→ Task directions
Locate every line in the entries below that contains the word "dark", and copy each such line in full.

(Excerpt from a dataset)
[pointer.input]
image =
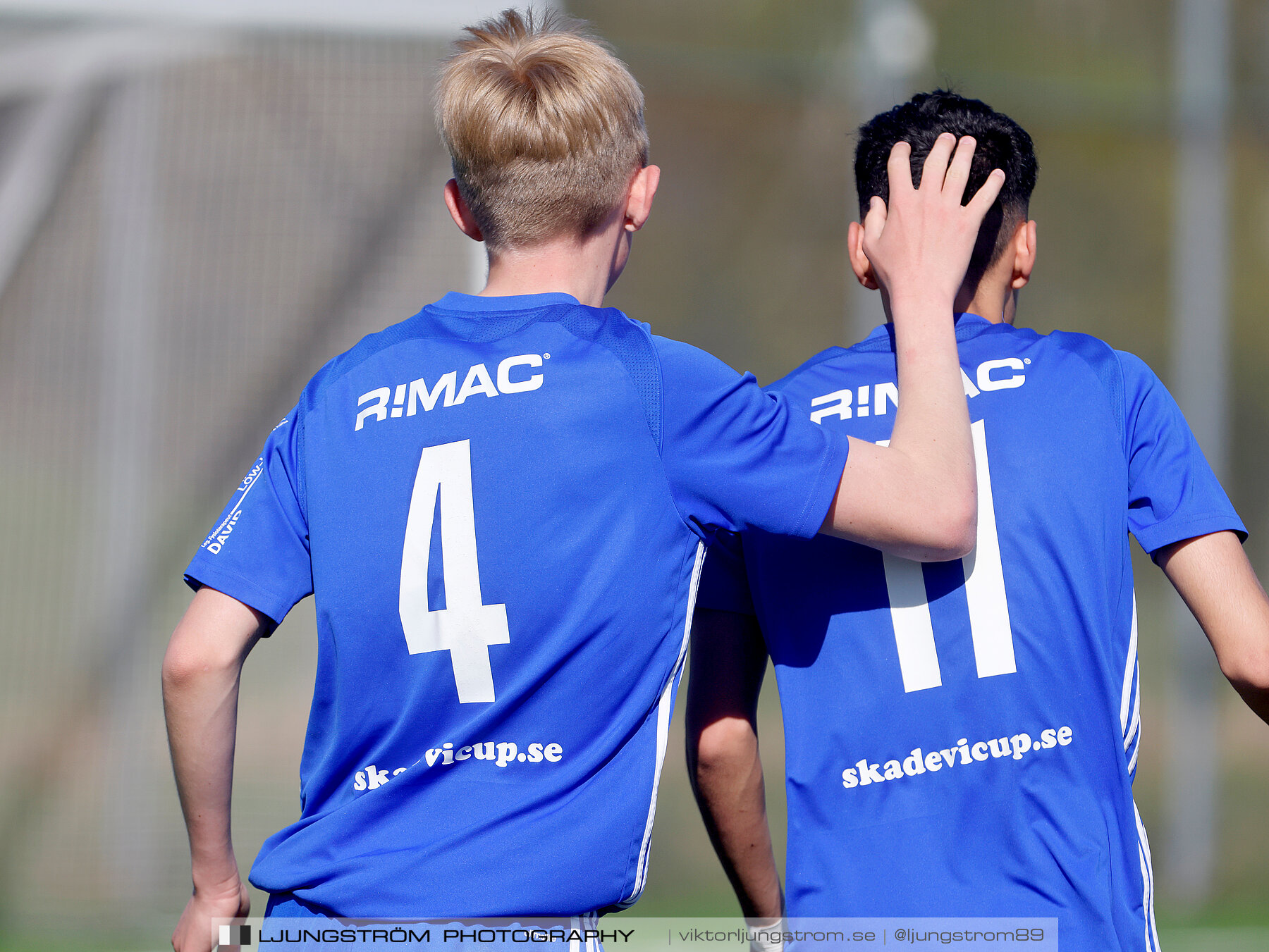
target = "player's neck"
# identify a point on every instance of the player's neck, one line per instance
(585, 268)
(990, 301)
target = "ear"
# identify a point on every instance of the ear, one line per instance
(859, 263)
(1024, 255)
(639, 198)
(460, 212)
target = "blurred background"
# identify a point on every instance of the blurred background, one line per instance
(202, 202)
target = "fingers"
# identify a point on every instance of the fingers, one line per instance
(899, 169)
(958, 170)
(937, 161)
(986, 195)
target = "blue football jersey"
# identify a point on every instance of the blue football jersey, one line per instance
(499, 506)
(961, 737)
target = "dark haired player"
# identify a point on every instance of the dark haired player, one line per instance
(961, 737)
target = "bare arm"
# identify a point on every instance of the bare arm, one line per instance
(918, 497)
(1218, 585)
(200, 690)
(729, 660)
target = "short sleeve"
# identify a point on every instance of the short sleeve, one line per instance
(258, 550)
(723, 581)
(739, 458)
(1173, 493)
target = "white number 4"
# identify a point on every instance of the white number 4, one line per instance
(983, 591)
(466, 626)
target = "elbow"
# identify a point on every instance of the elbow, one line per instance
(1249, 669)
(721, 746)
(185, 666)
(953, 534)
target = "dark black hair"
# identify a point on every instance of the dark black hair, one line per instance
(1003, 144)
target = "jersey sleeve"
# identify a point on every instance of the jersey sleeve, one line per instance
(258, 550)
(723, 581)
(740, 458)
(1173, 493)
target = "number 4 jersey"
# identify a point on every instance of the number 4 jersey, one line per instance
(961, 737)
(499, 506)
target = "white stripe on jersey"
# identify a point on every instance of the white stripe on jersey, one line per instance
(1129, 669)
(663, 725)
(1148, 875)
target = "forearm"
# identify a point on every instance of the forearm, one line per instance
(1218, 585)
(728, 782)
(920, 488)
(201, 674)
(918, 496)
(201, 707)
(932, 422)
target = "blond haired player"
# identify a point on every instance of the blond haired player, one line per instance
(501, 506)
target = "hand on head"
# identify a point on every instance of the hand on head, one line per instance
(920, 245)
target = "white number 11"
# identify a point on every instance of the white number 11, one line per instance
(466, 626)
(983, 591)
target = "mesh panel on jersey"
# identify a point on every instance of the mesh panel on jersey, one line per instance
(631, 344)
(1102, 360)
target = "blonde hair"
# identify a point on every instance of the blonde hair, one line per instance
(544, 125)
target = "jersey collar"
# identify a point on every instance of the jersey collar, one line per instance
(966, 326)
(475, 303)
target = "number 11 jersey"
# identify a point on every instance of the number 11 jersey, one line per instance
(961, 737)
(501, 506)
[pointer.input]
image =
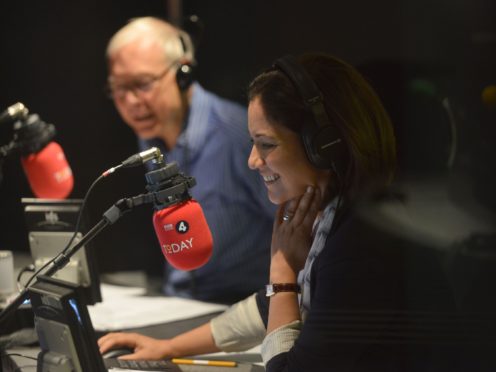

→ Task answer
target = "dark haired player"
# identify a point on every instance of the dark haired player, one line per instance
target = "dark black hair"
# identify a point on every instance of the dark black hair, one line per instance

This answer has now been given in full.